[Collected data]
- Opening Delimiter -

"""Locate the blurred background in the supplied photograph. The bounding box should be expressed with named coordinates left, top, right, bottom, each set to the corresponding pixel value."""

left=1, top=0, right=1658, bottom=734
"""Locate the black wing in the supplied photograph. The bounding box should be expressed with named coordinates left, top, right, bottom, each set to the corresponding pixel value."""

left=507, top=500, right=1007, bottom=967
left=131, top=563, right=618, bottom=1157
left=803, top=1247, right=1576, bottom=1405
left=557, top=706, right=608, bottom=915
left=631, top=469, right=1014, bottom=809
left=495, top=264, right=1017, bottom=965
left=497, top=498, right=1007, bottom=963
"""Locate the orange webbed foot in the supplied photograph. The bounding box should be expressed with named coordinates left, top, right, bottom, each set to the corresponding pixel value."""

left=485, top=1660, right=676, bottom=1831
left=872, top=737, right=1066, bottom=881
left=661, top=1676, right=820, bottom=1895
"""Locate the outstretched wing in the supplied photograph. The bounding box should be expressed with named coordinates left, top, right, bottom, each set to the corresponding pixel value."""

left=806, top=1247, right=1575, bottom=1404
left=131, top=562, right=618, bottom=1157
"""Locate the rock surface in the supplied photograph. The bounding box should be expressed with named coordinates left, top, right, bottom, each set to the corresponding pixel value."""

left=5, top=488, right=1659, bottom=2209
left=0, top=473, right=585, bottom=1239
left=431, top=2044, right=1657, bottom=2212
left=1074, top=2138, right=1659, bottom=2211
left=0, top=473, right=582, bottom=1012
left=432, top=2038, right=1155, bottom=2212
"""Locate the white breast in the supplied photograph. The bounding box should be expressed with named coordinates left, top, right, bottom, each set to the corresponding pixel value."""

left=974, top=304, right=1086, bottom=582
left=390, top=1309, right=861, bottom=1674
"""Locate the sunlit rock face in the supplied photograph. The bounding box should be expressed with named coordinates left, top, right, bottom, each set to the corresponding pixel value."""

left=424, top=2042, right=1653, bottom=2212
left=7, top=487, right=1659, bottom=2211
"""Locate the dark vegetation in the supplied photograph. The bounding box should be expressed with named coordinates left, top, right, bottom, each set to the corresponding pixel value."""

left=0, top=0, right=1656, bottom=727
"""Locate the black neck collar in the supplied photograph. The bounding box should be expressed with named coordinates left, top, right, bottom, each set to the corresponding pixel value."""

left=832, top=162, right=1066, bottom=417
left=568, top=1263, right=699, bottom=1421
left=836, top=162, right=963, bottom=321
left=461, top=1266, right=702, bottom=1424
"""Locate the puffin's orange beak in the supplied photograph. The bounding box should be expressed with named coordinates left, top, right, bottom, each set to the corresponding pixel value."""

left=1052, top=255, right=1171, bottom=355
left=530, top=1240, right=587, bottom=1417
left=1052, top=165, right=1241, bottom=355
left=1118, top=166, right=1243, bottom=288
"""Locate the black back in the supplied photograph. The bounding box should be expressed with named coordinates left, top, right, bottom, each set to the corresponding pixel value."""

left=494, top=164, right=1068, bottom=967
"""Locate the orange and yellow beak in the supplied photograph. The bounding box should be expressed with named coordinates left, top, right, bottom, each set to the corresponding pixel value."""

- Closing Delimiter -

| REQUIRED ACTION |
Set down exactly what runs from the line containing "the black back" through the last line above, both lines included.

| RESULT BELOW |
"""Locate the black back in the supplied photograph. The bounding box should be expressed with named coordinates left, top, right, bottom, each set to the corresponding pixel value."""

left=494, top=164, right=1068, bottom=967
"""Locate the orange and yellow beak in the supplied photograph. The bounding box should be expressed with named coordinates left, top, right, bottom, each set to the corresponding pixel value."""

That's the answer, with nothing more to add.